%%

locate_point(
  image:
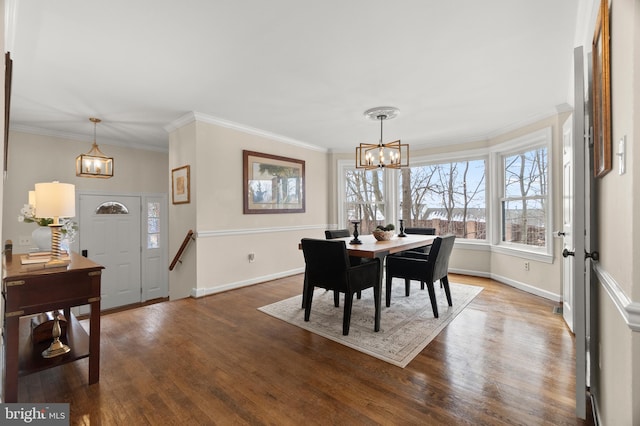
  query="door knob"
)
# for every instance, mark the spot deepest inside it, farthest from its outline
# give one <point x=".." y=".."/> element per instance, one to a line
<point x="594" y="255"/>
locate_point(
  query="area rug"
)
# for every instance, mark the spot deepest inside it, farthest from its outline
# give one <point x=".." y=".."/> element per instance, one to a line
<point x="406" y="327"/>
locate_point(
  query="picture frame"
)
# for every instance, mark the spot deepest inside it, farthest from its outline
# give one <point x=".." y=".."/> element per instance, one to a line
<point x="181" y="185"/>
<point x="601" y="103"/>
<point x="272" y="184"/>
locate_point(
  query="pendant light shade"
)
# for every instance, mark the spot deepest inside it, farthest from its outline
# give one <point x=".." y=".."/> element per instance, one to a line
<point x="394" y="155"/>
<point x="94" y="163"/>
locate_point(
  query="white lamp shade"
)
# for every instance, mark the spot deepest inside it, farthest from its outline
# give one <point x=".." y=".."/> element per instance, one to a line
<point x="55" y="199"/>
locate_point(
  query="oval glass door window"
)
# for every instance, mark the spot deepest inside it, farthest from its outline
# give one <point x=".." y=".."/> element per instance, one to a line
<point x="112" y="207"/>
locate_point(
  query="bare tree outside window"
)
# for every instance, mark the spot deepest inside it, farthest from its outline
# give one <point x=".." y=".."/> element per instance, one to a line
<point x="450" y="197"/>
<point x="524" y="210"/>
<point x="365" y="200"/>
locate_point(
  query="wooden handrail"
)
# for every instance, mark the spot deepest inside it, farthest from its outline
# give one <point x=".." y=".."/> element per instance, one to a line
<point x="182" y="247"/>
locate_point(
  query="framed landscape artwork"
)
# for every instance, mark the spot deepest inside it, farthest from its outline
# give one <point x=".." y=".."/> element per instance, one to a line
<point x="272" y="184"/>
<point x="180" y="185"/>
<point x="601" y="94"/>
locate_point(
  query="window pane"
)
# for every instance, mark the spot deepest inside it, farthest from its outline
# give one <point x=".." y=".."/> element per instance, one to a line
<point x="153" y="241"/>
<point x="524" y="206"/>
<point x="365" y="199"/>
<point x="524" y="221"/>
<point x="153" y="209"/>
<point x="450" y="197"/>
<point x="153" y="225"/>
<point x="525" y="174"/>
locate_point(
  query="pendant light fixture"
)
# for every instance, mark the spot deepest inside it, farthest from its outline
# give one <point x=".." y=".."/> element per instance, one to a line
<point x="394" y="155"/>
<point x="94" y="163"/>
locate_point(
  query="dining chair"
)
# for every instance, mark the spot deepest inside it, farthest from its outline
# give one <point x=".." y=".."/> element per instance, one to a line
<point x="421" y="231"/>
<point x="330" y="234"/>
<point x="426" y="268"/>
<point x="354" y="260"/>
<point x="327" y="266"/>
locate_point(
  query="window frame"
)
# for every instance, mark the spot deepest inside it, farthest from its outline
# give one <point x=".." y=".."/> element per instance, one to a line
<point x="531" y="141"/>
<point x="390" y="179"/>
<point x="493" y="197"/>
<point x="466" y="155"/>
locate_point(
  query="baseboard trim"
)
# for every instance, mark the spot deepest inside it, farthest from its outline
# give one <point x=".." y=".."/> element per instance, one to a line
<point x="508" y="281"/>
<point x="201" y="292"/>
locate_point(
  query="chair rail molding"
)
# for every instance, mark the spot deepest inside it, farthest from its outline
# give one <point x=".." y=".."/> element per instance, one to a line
<point x="251" y="231"/>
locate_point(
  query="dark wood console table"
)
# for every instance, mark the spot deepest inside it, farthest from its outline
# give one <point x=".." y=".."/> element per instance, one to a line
<point x="33" y="289"/>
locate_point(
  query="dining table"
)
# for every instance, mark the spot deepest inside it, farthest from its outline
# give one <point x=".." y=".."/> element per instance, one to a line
<point x="370" y="248"/>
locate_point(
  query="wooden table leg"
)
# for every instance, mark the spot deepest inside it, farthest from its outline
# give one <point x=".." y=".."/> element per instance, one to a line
<point x="94" y="342"/>
<point x="377" y="293"/>
<point x="11" y="347"/>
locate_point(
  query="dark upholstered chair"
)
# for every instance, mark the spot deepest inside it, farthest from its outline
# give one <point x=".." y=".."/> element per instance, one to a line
<point x="330" y="234"/>
<point x="425" y="268"/>
<point x="421" y="231"/>
<point x="327" y="266"/>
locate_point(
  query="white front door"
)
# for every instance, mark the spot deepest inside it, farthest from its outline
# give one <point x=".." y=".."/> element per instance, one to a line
<point x="110" y="235"/>
<point x="567" y="232"/>
<point x="575" y="243"/>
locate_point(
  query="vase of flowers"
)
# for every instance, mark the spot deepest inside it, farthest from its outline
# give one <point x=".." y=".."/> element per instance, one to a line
<point x="384" y="233"/>
<point x="41" y="236"/>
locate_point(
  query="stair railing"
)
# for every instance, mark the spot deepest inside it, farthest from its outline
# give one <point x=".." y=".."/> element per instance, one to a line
<point x="178" y="256"/>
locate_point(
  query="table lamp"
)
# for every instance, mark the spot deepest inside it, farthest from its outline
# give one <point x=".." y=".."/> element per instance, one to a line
<point x="56" y="200"/>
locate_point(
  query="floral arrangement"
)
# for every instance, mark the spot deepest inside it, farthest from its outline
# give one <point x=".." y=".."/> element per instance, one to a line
<point x="383" y="233"/>
<point x="69" y="228"/>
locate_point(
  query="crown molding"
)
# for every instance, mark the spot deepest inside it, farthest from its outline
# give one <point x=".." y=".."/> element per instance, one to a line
<point x="204" y="118"/>
<point x="83" y="138"/>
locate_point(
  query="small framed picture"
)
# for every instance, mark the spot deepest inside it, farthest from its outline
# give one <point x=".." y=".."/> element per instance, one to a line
<point x="272" y="184"/>
<point x="180" y="185"/>
<point x="601" y="94"/>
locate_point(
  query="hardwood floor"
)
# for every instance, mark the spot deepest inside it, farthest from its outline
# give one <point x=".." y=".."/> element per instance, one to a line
<point x="506" y="359"/>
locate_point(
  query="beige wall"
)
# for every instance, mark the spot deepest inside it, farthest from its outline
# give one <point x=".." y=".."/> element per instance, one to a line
<point x="226" y="236"/>
<point x="36" y="158"/>
<point x="618" y="366"/>
<point x="182" y="217"/>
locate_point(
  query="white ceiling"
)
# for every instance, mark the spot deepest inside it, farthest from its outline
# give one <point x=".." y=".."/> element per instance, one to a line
<point x="458" y="70"/>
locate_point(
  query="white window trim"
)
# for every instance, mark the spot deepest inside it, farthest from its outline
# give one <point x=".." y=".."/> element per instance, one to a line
<point x="391" y="198"/>
<point x="494" y="176"/>
<point x="470" y="155"/>
<point x="537" y="139"/>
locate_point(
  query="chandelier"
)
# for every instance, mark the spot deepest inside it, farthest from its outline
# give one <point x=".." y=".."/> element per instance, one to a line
<point x="392" y="155"/>
<point x="94" y="163"/>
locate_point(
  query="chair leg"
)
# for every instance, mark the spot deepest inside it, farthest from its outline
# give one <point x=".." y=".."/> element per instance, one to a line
<point x="432" y="296"/>
<point x="304" y="291"/>
<point x="308" y="298"/>
<point x="444" y="282"/>
<point x="376" y="300"/>
<point x="346" y="321"/>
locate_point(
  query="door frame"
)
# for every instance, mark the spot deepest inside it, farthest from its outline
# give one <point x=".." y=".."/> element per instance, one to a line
<point x="164" y="234"/>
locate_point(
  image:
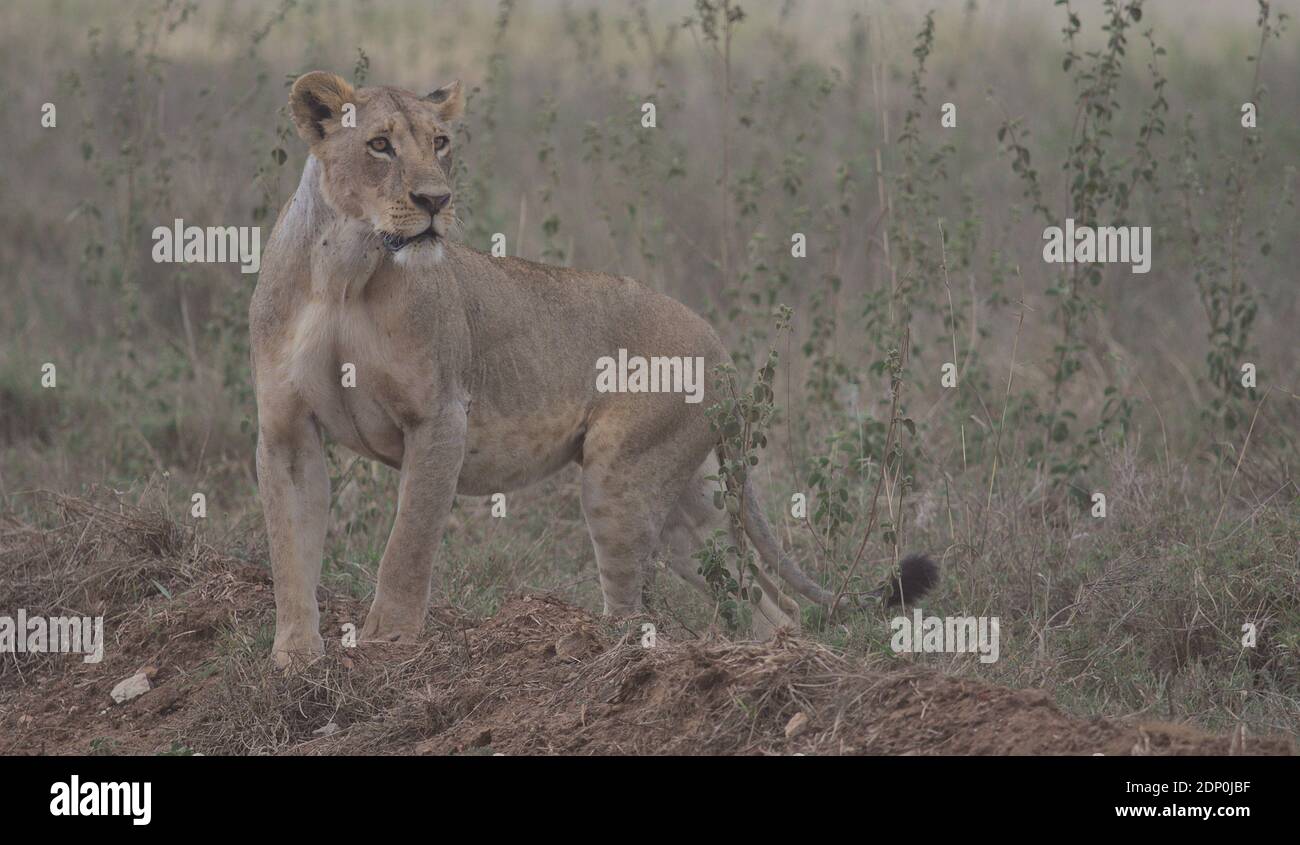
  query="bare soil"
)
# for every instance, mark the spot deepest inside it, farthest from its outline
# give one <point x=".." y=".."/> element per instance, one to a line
<point x="537" y="677"/>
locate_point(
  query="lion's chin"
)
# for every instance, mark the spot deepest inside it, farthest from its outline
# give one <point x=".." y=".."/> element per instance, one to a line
<point x="395" y="243"/>
<point x="423" y="251"/>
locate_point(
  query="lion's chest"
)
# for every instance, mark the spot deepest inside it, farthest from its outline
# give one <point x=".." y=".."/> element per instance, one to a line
<point x="338" y="362"/>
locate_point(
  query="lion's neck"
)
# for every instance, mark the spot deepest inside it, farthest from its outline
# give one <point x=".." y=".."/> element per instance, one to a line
<point x="317" y="250"/>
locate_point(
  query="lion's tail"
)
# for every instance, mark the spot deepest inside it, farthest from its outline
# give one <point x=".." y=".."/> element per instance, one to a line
<point x="917" y="573"/>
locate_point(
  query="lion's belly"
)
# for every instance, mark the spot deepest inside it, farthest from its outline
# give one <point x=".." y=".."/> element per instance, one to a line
<point x="508" y="451"/>
<point x="333" y="372"/>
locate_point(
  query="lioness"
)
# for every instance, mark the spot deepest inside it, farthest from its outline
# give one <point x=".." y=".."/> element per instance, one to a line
<point x="473" y="375"/>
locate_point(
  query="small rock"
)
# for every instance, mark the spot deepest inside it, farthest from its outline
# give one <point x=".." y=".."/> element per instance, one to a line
<point x="130" y="688"/>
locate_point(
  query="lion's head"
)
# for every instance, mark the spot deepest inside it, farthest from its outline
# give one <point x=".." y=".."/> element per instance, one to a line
<point x="386" y="154"/>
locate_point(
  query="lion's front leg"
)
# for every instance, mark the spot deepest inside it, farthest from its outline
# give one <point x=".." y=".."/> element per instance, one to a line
<point x="294" y="488"/>
<point x="430" y="467"/>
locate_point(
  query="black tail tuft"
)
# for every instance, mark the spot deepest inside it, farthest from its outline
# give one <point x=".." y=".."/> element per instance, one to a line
<point x="917" y="576"/>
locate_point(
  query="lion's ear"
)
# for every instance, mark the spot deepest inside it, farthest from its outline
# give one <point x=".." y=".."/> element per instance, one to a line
<point x="450" y="100"/>
<point x="316" y="103"/>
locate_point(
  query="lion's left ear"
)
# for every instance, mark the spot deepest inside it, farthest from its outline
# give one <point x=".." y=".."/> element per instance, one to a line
<point x="450" y="100"/>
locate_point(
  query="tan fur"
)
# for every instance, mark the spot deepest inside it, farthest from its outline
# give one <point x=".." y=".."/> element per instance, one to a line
<point x="473" y="375"/>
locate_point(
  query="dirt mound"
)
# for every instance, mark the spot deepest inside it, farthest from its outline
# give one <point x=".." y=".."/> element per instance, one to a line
<point x="538" y="677"/>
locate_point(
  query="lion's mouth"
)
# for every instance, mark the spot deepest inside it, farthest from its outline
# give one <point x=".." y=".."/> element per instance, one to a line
<point x="394" y="242"/>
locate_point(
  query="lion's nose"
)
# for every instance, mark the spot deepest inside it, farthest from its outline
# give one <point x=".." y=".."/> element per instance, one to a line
<point x="432" y="203"/>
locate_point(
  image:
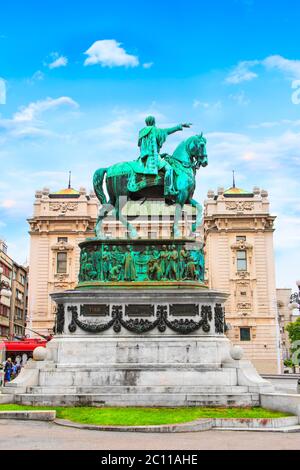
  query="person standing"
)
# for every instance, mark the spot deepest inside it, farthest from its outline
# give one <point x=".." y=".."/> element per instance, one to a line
<point x="8" y="370"/>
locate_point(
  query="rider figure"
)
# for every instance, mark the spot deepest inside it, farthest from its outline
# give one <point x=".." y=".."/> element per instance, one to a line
<point x="151" y="140"/>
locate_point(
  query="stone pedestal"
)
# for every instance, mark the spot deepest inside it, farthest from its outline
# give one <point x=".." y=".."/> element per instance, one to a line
<point x="140" y="347"/>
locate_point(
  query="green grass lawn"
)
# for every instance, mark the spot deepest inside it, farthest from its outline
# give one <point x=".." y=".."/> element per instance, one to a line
<point x="147" y="416"/>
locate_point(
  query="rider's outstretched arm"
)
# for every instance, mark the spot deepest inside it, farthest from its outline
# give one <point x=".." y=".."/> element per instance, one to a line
<point x="171" y="130"/>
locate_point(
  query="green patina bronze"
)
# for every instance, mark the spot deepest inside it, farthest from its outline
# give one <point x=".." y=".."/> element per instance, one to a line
<point x="153" y="175"/>
<point x="139" y="261"/>
<point x="133" y="261"/>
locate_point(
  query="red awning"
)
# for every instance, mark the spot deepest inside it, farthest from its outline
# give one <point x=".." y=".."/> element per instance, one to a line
<point x="23" y="346"/>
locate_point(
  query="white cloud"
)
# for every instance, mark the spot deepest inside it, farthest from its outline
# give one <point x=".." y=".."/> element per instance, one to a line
<point x="109" y="53"/>
<point x="240" y="98"/>
<point x="2" y="91"/>
<point x="26" y="122"/>
<point x="36" y="77"/>
<point x="7" y="203"/>
<point x="58" y="61"/>
<point x="33" y="110"/>
<point x="148" y="65"/>
<point x="206" y="105"/>
<point x="287" y="66"/>
<point x="242" y="72"/>
<point x="272" y="124"/>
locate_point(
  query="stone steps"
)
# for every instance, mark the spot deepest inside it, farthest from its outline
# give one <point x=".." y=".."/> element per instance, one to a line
<point x="112" y="389"/>
<point x="147" y="399"/>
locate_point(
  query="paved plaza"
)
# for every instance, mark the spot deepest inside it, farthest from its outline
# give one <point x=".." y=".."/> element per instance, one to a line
<point x="40" y="436"/>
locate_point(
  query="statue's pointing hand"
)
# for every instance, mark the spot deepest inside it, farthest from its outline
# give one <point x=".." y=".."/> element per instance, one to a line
<point x="187" y="124"/>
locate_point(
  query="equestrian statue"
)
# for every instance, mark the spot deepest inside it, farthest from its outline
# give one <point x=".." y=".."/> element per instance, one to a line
<point x="154" y="175"/>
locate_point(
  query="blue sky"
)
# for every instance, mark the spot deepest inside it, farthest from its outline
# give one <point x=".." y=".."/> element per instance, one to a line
<point x="81" y="76"/>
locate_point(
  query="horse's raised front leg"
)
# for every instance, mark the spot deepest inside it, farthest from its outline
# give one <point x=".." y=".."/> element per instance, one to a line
<point x="198" y="221"/>
<point x="177" y="217"/>
<point x="103" y="212"/>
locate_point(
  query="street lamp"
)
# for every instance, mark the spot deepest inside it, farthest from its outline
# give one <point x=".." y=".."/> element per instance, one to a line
<point x="295" y="299"/>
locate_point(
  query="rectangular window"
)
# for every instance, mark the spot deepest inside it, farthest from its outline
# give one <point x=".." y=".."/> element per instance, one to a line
<point x="241" y="258"/>
<point x="6" y="270"/>
<point x="245" y="334"/>
<point x="61" y="263"/>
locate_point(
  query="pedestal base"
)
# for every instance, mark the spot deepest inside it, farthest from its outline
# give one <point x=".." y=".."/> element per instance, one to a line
<point x="133" y="348"/>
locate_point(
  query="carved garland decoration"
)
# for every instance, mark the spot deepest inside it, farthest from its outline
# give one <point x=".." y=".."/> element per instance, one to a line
<point x="140" y="325"/>
<point x="60" y="319"/>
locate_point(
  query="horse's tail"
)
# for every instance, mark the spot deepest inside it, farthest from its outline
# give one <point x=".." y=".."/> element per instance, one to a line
<point x="98" y="184"/>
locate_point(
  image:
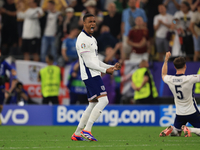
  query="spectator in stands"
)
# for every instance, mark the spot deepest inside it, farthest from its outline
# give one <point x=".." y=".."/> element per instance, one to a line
<point x="60" y="5"/>
<point x="121" y="5"/>
<point x="162" y="23"/>
<point x="69" y="46"/>
<point x="9" y="28"/>
<point x="128" y="21"/>
<point x="90" y="6"/>
<point x="183" y="19"/>
<point x="145" y="91"/>
<point x="151" y="9"/>
<point x="77" y="89"/>
<point x="138" y="39"/>
<point x="31" y="30"/>
<point x="105" y="39"/>
<point x="195" y="28"/>
<point x="172" y="6"/>
<point x="70" y="20"/>
<point x="48" y="39"/>
<point x="112" y="83"/>
<point x="193" y="4"/>
<point x="113" y="20"/>
<point x="50" y="78"/>
<point x="21" y="5"/>
<point x="71" y="3"/>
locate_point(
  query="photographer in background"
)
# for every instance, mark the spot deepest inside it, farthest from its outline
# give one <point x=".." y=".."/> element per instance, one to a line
<point x="195" y="29"/>
<point x="3" y="78"/>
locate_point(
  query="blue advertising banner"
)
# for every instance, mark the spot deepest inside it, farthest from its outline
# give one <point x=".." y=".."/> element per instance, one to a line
<point x="163" y="89"/>
<point x="27" y="115"/>
<point x="111" y="116"/>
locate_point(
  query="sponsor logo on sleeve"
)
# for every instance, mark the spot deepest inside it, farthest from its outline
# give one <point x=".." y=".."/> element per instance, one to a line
<point x="83" y="46"/>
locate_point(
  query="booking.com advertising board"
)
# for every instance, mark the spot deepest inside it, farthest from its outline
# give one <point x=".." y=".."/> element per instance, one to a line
<point x="121" y="115"/>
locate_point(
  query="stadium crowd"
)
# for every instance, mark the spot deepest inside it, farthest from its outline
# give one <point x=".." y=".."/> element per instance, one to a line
<point x="133" y="30"/>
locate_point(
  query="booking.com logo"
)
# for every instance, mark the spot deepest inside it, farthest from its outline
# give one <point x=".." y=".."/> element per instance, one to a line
<point x="111" y="117"/>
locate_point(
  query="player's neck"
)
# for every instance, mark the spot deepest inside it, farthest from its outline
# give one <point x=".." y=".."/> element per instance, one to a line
<point x="86" y="32"/>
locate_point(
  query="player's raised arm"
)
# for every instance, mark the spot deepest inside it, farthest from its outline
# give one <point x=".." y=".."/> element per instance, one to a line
<point x="88" y="62"/>
<point x="165" y="68"/>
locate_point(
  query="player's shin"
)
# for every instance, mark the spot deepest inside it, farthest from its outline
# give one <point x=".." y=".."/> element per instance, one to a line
<point x="84" y="118"/>
<point x="96" y="112"/>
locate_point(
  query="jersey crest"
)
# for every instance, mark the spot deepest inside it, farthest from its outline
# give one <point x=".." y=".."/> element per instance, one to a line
<point x="83" y="46"/>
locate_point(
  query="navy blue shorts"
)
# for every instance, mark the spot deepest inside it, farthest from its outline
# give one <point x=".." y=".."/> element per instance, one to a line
<point x="193" y="119"/>
<point x="2" y="97"/>
<point x="95" y="87"/>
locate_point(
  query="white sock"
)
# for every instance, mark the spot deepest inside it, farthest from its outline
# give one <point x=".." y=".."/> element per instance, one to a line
<point x="96" y="112"/>
<point x="84" y="118"/>
<point x="174" y="132"/>
<point x="195" y="130"/>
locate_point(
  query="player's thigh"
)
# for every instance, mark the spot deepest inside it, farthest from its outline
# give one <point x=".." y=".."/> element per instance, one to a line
<point x="194" y="120"/>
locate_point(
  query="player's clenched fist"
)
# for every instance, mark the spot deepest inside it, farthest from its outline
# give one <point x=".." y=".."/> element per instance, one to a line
<point x="110" y="70"/>
<point x="168" y="54"/>
<point x="117" y="66"/>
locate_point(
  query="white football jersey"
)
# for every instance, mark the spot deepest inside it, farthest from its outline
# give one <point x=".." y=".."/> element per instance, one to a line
<point x="181" y="87"/>
<point x="87" y="43"/>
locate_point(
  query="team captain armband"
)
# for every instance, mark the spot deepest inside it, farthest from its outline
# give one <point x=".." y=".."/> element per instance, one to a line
<point x="84" y="48"/>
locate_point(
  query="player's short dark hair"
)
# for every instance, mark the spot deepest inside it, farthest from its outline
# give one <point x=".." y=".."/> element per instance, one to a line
<point x="19" y="85"/>
<point x="50" y="57"/>
<point x="87" y="15"/>
<point x="186" y="4"/>
<point x="179" y="62"/>
<point x="52" y="2"/>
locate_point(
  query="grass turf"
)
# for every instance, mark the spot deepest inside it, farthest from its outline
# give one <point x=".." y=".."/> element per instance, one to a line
<point x="111" y="138"/>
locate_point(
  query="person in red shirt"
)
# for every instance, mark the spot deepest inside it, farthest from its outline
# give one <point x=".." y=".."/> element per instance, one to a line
<point x="138" y="39"/>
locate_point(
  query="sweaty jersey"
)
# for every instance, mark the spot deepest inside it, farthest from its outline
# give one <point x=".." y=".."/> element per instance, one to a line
<point x="86" y="43"/>
<point x="181" y="87"/>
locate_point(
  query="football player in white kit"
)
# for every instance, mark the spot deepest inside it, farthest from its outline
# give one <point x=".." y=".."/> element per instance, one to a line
<point x="91" y="68"/>
<point x="186" y="108"/>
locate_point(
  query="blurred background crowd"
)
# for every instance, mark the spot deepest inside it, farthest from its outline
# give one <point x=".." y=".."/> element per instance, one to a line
<point x="133" y="30"/>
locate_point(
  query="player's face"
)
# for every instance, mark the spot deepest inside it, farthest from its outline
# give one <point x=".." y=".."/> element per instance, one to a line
<point x="89" y="25"/>
<point x="161" y="9"/>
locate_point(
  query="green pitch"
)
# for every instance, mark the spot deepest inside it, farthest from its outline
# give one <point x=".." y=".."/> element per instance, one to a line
<point x="109" y="138"/>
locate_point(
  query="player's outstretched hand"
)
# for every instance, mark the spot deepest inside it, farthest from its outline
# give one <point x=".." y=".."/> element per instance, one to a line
<point x="168" y="54"/>
<point x="110" y="70"/>
<point x="117" y="66"/>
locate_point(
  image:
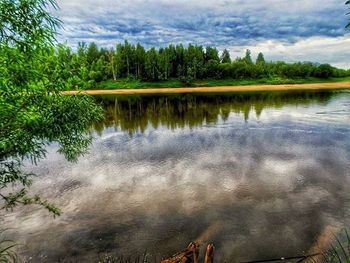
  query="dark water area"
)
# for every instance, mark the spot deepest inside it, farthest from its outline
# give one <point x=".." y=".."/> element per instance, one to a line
<point x="261" y="175"/>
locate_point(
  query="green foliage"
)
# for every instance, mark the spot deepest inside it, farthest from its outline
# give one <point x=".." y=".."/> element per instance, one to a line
<point x="225" y="57"/>
<point x="90" y="66"/>
<point x="32" y="111"/>
<point x="348" y="3"/>
<point x="260" y="59"/>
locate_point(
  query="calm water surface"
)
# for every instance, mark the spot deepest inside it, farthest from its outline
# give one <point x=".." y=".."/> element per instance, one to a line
<point x="260" y="175"/>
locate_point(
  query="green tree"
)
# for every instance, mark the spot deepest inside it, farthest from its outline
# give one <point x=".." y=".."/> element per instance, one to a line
<point x="33" y="112"/>
<point x="248" y="57"/>
<point x="348" y="3"/>
<point x="260" y="59"/>
<point x="225" y="57"/>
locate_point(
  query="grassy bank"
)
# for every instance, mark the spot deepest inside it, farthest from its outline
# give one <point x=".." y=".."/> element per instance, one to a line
<point x="174" y="83"/>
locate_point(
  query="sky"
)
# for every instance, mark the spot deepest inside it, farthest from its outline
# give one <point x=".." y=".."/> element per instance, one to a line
<point x="297" y="30"/>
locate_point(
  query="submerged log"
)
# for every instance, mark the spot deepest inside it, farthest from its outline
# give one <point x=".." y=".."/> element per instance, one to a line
<point x="190" y="255"/>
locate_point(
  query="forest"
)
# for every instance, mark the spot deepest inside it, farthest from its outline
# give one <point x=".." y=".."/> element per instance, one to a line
<point x="89" y="65"/>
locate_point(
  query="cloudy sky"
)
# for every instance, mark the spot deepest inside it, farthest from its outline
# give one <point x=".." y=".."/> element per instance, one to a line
<point x="298" y="30"/>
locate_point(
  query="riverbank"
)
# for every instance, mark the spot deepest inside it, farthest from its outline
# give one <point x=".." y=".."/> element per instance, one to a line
<point x="217" y="89"/>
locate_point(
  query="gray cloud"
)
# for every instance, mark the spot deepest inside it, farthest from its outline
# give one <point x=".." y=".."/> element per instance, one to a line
<point x="223" y="23"/>
<point x="258" y="189"/>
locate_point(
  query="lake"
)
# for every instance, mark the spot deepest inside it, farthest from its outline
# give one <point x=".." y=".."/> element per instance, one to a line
<point x="261" y="175"/>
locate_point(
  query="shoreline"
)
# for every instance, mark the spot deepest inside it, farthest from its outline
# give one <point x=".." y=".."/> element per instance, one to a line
<point x="217" y="89"/>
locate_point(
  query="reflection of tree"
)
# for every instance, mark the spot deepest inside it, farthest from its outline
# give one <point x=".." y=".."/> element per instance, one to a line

%%

→ **Task brief**
Every line with "blue" in it should be copied from the entries.

→ **Response to this task**
  query="blue sky"
  query="blue advertising banner"
  query="navy blue shorts"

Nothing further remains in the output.